[Referring expression pointing data]
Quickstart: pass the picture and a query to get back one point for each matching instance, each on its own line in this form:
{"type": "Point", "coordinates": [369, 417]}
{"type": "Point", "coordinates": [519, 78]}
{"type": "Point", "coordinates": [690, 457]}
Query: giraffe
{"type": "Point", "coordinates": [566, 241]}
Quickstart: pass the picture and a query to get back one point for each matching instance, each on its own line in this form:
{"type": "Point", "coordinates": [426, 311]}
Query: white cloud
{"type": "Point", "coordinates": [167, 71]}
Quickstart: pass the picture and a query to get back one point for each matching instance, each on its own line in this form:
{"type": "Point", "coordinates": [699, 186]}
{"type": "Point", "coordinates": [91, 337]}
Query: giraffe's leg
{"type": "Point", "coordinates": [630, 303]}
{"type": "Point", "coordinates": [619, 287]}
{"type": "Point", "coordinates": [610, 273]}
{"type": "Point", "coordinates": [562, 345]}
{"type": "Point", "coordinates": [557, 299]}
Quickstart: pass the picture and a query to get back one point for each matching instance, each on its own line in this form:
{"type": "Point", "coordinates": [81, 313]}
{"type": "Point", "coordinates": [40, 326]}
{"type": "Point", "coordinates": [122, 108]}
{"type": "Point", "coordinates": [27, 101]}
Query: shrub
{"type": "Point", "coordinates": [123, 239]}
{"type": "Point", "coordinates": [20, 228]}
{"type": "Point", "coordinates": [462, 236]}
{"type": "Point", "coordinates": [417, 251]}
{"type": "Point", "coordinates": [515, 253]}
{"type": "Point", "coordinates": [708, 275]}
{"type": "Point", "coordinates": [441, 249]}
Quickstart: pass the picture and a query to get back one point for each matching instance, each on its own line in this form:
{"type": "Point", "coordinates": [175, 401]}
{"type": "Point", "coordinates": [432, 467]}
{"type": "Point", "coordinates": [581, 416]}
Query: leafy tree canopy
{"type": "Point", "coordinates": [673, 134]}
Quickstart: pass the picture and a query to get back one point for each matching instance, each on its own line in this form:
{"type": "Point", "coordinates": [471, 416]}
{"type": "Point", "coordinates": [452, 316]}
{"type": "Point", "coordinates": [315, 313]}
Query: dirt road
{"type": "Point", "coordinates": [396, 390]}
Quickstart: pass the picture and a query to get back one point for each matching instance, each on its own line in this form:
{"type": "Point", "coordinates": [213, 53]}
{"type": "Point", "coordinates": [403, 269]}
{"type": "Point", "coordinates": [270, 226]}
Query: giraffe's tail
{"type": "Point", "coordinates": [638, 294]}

- **Problem to work on**:
Each record above is to be given again without any change to its wording.

- **Exercise response**:
Quickstart: pass the picture and a query to get back one point for each matching instance, each on its own line in this form:
{"type": "Point", "coordinates": [369, 417]}
{"type": "Point", "coordinates": [519, 78]}
{"type": "Point", "coordinates": [690, 457]}
Query: giraffe
{"type": "Point", "coordinates": [566, 241]}
Quickstart: pass the picture and a query to get back one point for each matching instance, each on its own line in this form:
{"type": "Point", "coordinates": [426, 311]}
Query: white cloud
{"type": "Point", "coordinates": [167, 71]}
Quickstart: pass the picture and a query to get back one point for each matching instance, each on its own line in this form:
{"type": "Point", "coordinates": [699, 186]}
{"type": "Point", "coordinates": [91, 337]}
Query: giraffe's leg
{"type": "Point", "coordinates": [630, 303]}
{"type": "Point", "coordinates": [619, 287]}
{"type": "Point", "coordinates": [610, 273]}
{"type": "Point", "coordinates": [562, 345]}
{"type": "Point", "coordinates": [557, 299]}
Quickstart: pass the picture and a query to get back one point for each matching instance, each on its own line in this form:
{"type": "Point", "coordinates": [81, 313]}
{"type": "Point", "coordinates": [40, 326]}
{"type": "Point", "coordinates": [122, 108]}
{"type": "Point", "coordinates": [27, 101]}
Query: shrub
{"type": "Point", "coordinates": [123, 239]}
{"type": "Point", "coordinates": [20, 228]}
{"type": "Point", "coordinates": [462, 236]}
{"type": "Point", "coordinates": [417, 251]}
{"type": "Point", "coordinates": [515, 253]}
{"type": "Point", "coordinates": [708, 275]}
{"type": "Point", "coordinates": [441, 249]}
Quickstart: pass the picture and a query to get back one point for each matching instance, each on its own line in this form:
{"type": "Point", "coordinates": [175, 401]}
{"type": "Point", "coordinates": [432, 467]}
{"type": "Point", "coordinates": [581, 416]}
Query: leafy tree canopy
{"type": "Point", "coordinates": [673, 134]}
Quickstart: pass the picture and a query to get back one point for each matching instance, each on its own line in this form:
{"type": "Point", "coordinates": [471, 416]}
{"type": "Point", "coordinates": [452, 316]}
{"type": "Point", "coordinates": [315, 313]}
Query: dirt road
{"type": "Point", "coordinates": [396, 390]}
Quickstart: pass the picture and a query to get back one point for each matching instance, each on its own line in this form:
{"type": "Point", "coordinates": [213, 53]}
{"type": "Point", "coordinates": [403, 269]}
{"type": "Point", "coordinates": [270, 226]}
Query: giraffe's tail
{"type": "Point", "coordinates": [638, 294]}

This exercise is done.